Provided records section start
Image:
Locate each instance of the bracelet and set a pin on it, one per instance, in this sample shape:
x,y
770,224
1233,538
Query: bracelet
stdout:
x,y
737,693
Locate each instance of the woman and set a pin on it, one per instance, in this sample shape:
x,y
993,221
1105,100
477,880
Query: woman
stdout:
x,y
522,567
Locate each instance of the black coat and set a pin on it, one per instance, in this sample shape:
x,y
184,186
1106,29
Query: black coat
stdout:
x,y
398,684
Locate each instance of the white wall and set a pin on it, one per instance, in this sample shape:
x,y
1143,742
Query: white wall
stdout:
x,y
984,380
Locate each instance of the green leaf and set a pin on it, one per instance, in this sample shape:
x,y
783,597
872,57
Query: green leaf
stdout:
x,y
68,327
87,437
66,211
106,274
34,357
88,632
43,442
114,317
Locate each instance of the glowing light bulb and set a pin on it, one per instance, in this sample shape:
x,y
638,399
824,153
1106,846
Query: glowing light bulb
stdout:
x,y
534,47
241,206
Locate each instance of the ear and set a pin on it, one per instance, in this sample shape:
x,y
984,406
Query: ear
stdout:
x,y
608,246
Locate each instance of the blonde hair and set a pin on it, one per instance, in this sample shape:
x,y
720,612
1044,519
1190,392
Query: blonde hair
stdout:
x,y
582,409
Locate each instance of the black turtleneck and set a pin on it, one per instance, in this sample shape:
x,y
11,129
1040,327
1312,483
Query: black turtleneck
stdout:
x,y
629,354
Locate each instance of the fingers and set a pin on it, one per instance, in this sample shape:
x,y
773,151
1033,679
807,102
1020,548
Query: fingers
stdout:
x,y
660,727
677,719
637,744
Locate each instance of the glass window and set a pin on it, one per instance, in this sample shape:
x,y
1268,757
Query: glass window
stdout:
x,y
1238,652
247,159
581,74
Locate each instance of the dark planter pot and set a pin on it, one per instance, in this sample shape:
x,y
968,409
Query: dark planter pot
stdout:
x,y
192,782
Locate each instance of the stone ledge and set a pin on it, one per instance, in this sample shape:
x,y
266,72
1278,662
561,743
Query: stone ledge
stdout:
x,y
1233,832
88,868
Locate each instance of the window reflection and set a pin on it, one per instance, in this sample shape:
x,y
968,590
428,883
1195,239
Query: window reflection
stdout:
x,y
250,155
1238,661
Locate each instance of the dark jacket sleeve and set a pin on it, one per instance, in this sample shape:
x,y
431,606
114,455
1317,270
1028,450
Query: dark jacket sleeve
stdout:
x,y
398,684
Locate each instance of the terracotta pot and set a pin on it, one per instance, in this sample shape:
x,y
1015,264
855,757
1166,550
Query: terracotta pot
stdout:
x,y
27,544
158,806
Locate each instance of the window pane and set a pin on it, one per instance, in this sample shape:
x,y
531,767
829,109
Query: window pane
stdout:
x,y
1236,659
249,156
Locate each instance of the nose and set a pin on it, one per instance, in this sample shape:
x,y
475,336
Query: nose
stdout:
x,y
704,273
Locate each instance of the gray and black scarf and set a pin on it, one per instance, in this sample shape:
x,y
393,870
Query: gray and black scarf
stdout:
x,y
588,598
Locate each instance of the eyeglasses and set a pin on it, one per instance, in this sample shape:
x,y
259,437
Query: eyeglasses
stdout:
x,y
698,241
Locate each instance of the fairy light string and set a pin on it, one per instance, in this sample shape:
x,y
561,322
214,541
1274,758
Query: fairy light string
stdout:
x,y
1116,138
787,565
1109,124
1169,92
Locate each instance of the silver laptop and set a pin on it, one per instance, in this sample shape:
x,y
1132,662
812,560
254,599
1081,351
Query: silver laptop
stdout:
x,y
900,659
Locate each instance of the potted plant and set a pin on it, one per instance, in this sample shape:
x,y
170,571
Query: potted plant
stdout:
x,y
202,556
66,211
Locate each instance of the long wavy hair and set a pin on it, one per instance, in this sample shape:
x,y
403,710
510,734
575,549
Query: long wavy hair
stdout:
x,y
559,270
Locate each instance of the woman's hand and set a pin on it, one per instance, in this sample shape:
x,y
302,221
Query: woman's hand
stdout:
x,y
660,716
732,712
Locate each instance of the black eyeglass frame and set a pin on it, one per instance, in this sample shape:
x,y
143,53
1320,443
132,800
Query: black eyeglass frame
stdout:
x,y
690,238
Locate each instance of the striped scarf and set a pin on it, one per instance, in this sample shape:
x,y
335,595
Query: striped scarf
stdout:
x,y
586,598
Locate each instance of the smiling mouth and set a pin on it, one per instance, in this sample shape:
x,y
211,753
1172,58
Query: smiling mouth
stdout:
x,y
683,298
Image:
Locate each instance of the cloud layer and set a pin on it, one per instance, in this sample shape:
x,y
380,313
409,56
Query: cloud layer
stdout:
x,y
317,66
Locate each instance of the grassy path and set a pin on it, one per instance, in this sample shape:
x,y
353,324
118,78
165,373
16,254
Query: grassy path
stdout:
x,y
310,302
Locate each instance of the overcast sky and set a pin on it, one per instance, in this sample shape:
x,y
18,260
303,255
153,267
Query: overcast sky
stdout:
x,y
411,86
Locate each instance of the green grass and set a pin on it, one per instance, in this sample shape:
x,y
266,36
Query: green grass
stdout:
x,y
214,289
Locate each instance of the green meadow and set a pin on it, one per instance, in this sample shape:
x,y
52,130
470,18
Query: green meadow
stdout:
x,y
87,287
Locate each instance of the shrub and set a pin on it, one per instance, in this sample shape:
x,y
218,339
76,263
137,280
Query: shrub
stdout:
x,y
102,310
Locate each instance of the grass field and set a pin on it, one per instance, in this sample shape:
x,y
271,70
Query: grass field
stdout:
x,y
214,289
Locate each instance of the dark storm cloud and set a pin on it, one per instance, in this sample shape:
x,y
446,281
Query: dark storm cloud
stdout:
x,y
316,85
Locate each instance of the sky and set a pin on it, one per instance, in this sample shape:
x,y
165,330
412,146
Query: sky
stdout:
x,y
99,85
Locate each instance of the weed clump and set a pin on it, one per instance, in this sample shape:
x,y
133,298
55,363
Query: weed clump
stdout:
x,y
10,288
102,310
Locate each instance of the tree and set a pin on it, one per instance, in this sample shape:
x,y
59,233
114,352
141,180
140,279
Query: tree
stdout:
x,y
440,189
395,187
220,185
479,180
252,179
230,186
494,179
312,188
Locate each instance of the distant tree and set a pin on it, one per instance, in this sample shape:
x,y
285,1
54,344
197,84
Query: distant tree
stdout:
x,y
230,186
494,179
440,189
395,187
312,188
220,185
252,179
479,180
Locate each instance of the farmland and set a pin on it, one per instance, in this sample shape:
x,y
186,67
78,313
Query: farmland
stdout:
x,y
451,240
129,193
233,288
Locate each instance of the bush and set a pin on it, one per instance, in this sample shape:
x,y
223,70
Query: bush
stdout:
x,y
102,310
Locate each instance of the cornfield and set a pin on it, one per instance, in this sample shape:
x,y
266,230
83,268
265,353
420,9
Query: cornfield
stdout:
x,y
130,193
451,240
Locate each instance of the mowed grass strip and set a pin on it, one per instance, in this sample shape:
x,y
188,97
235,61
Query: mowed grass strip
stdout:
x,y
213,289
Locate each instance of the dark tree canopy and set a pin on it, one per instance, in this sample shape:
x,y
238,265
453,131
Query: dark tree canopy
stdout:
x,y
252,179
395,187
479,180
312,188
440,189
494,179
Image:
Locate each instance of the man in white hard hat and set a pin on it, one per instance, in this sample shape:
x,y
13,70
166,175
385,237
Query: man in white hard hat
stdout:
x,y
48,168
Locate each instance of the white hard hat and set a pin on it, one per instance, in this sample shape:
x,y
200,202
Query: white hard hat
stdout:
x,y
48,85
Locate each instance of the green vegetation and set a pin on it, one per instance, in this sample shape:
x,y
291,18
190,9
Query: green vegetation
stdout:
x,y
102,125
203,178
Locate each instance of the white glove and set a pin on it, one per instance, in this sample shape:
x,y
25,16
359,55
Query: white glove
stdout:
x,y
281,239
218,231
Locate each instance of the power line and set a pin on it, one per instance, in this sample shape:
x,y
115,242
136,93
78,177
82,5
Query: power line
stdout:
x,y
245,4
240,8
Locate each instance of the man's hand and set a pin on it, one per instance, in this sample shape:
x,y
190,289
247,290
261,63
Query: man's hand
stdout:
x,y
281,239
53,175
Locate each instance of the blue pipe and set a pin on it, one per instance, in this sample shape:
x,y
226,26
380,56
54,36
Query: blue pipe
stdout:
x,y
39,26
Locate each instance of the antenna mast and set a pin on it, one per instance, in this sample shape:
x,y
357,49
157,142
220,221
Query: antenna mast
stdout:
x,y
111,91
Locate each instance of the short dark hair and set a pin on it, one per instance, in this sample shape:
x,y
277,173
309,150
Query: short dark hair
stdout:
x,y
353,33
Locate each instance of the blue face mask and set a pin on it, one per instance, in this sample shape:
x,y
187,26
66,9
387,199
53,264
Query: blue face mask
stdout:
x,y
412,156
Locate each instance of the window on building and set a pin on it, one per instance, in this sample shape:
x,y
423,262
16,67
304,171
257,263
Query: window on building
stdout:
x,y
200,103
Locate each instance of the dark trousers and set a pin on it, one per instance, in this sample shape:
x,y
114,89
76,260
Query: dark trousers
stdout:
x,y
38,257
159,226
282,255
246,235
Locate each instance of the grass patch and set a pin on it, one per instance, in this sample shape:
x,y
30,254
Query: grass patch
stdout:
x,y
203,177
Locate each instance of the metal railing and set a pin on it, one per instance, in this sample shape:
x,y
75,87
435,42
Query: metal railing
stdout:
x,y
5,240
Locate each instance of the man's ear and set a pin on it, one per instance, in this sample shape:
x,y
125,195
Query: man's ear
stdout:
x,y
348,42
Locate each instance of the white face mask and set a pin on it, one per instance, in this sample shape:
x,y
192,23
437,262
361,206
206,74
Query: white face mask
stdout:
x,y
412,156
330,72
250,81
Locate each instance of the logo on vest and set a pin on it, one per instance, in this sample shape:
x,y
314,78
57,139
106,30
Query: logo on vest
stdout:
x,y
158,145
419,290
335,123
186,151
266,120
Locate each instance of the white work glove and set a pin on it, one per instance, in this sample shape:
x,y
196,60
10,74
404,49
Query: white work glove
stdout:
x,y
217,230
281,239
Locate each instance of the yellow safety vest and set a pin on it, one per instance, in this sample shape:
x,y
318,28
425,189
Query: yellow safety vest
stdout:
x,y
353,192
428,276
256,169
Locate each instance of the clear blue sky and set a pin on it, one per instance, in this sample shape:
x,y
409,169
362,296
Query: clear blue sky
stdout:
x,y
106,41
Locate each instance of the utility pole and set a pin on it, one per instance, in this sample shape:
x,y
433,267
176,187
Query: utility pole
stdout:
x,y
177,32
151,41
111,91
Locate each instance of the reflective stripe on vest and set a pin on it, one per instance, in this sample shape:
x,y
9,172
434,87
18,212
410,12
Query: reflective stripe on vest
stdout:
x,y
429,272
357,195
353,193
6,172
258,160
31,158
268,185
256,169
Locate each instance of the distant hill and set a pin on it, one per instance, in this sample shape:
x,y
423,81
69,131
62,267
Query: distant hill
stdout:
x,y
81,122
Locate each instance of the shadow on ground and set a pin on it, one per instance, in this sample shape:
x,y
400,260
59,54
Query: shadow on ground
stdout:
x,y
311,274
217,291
Provided records section end
The word "mouth" may appear in several lines of the data; copy every line where it does.

▸ **Your response**
Locate each instance of the smiling mouth and set a pin on it, one per instance, in this sample shape:
Query: smiling mouth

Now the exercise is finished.